START Information provided

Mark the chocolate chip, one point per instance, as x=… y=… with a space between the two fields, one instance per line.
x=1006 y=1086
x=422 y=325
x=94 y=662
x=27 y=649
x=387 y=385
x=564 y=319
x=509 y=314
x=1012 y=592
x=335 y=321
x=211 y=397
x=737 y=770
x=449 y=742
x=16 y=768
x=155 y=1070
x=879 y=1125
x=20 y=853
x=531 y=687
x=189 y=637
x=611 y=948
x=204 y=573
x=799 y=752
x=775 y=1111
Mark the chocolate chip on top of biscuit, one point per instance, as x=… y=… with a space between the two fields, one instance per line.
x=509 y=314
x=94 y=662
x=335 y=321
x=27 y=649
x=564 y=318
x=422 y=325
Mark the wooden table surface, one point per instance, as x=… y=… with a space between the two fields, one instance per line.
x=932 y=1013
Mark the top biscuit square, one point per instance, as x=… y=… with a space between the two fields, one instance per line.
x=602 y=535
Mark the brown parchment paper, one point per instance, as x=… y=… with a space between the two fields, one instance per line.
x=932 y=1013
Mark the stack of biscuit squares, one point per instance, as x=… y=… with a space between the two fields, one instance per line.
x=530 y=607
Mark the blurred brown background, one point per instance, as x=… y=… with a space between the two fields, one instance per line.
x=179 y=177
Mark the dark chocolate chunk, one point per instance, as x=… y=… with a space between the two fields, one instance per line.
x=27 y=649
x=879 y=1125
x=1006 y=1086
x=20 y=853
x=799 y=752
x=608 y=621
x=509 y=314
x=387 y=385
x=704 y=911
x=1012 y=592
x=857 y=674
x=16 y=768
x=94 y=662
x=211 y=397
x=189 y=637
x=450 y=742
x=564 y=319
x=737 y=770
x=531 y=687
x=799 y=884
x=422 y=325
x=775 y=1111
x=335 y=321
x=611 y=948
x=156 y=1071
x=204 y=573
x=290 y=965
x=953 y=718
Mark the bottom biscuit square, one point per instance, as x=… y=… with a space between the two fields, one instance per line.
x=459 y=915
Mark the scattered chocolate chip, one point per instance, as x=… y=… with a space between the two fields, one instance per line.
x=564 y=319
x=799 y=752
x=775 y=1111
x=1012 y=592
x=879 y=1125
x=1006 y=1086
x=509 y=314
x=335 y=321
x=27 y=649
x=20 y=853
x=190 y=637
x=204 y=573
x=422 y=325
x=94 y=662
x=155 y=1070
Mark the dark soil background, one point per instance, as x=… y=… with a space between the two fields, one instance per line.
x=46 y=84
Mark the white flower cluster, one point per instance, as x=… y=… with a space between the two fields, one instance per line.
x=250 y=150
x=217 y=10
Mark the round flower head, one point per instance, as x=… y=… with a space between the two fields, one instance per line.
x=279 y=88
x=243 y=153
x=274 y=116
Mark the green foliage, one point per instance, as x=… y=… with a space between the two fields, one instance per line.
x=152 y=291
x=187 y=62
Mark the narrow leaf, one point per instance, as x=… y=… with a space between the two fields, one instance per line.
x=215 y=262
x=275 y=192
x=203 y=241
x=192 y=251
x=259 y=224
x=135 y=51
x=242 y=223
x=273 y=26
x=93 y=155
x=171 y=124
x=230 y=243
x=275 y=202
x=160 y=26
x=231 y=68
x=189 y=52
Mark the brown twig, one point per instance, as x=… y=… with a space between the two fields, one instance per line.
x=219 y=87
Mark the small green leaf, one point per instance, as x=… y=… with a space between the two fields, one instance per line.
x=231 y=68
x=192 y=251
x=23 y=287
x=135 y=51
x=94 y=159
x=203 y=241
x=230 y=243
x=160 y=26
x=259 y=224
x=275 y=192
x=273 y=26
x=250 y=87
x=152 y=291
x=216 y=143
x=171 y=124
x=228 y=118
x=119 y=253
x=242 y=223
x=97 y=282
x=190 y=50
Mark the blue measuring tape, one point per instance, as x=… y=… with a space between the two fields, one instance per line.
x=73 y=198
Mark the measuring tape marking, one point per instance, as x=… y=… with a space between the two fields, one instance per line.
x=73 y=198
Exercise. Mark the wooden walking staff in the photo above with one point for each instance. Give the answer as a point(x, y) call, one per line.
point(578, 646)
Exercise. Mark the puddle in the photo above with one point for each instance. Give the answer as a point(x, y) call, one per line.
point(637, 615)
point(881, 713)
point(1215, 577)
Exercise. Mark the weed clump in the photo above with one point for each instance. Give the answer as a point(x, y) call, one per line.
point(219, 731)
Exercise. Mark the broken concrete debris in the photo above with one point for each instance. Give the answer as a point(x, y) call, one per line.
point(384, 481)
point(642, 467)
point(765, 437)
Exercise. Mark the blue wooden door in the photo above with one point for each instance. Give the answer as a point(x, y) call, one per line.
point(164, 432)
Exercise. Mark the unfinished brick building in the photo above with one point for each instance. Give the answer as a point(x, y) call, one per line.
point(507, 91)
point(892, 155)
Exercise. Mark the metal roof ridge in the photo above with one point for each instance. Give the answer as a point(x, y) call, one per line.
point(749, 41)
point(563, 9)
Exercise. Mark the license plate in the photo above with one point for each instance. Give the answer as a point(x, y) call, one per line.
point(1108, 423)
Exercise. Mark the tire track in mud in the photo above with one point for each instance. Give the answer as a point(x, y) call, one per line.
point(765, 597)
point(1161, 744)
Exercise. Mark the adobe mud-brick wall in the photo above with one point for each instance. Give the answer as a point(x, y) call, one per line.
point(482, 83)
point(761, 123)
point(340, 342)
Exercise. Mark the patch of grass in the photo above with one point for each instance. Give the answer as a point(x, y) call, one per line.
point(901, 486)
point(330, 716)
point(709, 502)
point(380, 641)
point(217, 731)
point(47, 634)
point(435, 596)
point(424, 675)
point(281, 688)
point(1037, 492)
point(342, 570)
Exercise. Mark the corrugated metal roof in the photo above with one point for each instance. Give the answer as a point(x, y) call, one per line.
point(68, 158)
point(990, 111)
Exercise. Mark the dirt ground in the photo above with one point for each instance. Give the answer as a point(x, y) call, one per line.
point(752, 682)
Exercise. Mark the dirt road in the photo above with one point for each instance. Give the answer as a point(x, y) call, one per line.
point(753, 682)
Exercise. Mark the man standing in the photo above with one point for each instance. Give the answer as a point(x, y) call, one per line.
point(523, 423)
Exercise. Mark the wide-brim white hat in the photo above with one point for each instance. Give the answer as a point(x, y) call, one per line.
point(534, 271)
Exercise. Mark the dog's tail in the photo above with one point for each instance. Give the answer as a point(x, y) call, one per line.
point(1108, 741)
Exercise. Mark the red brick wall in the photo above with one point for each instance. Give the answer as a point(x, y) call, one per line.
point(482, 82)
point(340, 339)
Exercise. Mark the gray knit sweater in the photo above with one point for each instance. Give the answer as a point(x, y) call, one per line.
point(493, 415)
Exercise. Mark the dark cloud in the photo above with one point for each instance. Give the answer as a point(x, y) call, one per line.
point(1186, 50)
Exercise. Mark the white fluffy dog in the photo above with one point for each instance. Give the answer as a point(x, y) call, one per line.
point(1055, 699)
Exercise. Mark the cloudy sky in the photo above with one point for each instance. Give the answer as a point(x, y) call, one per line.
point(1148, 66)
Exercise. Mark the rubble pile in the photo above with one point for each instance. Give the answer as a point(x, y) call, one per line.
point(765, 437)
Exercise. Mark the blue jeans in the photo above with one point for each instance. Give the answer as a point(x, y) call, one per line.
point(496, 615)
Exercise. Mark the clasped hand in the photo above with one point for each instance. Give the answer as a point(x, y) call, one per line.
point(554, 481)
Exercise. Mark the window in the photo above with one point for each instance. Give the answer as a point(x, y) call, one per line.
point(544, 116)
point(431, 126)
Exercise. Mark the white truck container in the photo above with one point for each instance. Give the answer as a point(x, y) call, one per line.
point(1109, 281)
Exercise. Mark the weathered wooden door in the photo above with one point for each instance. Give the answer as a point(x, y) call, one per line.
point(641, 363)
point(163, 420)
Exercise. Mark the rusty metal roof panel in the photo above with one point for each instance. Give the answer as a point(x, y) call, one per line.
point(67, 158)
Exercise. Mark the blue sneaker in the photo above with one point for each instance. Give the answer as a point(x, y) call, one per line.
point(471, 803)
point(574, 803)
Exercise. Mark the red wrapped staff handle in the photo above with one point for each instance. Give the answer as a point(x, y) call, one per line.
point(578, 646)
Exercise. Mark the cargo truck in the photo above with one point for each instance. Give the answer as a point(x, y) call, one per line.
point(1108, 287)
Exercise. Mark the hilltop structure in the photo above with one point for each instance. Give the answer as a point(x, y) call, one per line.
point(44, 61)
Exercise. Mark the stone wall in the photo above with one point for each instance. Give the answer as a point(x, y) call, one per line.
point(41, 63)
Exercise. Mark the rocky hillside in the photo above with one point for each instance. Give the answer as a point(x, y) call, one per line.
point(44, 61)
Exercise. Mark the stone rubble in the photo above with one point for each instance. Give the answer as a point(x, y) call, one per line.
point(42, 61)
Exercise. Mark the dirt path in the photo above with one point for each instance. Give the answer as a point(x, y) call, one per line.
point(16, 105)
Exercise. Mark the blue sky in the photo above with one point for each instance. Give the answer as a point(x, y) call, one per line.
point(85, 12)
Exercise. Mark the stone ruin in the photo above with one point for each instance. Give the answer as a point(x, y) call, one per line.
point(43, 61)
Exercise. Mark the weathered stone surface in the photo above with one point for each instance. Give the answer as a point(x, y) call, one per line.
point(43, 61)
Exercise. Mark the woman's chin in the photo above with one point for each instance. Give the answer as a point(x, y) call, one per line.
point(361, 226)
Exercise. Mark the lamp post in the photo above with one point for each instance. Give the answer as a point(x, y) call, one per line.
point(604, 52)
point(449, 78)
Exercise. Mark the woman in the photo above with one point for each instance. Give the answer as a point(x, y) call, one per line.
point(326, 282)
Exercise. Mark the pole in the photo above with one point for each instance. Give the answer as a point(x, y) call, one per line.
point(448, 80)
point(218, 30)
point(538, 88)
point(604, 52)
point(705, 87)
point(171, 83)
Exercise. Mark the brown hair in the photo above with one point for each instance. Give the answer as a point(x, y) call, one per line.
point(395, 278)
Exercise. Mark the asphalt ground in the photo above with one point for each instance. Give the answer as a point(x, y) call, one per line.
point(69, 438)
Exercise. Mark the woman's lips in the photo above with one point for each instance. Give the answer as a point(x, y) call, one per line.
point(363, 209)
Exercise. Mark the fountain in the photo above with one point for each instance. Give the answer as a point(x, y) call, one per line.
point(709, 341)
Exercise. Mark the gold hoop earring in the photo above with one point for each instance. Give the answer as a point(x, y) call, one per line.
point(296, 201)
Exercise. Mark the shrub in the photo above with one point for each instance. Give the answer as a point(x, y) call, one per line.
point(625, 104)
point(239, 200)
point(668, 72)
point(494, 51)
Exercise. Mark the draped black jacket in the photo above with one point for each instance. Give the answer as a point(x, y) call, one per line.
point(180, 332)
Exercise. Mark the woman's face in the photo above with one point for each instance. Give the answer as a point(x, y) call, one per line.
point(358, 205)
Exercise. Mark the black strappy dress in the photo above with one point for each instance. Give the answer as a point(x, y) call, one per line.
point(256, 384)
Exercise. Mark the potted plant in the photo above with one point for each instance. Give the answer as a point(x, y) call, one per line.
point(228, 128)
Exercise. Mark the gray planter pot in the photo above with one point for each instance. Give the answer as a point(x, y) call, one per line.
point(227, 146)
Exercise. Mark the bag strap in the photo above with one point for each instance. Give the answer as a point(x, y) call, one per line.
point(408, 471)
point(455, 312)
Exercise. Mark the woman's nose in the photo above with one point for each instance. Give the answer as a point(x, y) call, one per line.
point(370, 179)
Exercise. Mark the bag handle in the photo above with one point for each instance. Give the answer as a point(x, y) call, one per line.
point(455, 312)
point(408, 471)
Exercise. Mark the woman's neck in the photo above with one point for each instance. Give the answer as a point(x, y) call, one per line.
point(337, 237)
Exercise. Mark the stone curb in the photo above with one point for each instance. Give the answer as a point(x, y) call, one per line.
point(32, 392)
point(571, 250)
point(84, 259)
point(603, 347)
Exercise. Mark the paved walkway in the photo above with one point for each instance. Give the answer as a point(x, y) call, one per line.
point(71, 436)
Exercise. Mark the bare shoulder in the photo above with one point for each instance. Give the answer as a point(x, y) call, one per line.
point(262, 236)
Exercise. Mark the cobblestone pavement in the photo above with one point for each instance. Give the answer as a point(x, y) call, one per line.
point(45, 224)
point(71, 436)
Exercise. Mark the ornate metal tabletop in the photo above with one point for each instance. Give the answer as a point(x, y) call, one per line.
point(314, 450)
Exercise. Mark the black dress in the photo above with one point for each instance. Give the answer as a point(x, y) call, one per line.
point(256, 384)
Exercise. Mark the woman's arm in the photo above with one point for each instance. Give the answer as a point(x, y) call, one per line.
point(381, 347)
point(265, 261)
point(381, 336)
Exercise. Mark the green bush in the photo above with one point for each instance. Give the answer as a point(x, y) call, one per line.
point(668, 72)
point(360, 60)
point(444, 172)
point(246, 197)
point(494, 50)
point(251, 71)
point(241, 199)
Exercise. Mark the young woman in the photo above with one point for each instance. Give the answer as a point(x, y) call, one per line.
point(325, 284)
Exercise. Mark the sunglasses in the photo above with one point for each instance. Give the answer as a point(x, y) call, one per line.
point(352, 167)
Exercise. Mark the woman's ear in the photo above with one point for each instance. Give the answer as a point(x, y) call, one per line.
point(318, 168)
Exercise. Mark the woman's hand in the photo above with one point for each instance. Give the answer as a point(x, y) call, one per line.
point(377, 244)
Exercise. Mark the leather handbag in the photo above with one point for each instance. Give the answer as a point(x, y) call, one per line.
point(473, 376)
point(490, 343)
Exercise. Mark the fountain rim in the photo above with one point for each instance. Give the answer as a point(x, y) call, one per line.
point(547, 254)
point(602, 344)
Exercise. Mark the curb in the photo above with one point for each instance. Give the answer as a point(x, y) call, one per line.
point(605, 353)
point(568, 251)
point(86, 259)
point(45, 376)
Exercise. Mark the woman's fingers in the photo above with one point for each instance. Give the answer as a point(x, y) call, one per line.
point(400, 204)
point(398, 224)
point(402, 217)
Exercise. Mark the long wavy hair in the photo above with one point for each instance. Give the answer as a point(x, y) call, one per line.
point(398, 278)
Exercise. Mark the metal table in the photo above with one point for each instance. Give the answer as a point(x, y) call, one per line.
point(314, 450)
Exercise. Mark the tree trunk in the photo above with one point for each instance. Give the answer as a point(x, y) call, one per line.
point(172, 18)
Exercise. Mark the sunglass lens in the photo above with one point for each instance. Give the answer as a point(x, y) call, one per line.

END Information provided

◆ **What is expected**
Reply with an exact copy of the lines running from the one containing "Exercise. Mark the curb" through the end of the entries above, both ends included.

◆ **Answer**
Exercise. Mark the curb in the photo above with one point for each instance. Give the answer as a point(x, y) call, one per line.
point(605, 353)
point(568, 251)
point(86, 259)
point(45, 376)
Exercise. Mark the woman's fingers in the photo above with one point for each instance. Give the answer as a point(x, y) call, one per line.
point(400, 204)
point(398, 224)
point(402, 217)
Exercise. Mark the long wavy hair in the photo above with one point for each instance. Give the answer as a point(x, y) call, one per line.
point(398, 278)
Exercise. Mark the metal table in the photo above with one point for each instance. Give the answer as a point(x, y) call, one per line.
point(314, 450)
Exercise. Mark the tree trunk in the photo above with one point for each instance. Give the answer as a point(x, y) call, one per line.
point(172, 18)
Exercise. Mark the sunglass lens in the photo above with one point for each instance. Give the answer as a point(x, y) call, one per line.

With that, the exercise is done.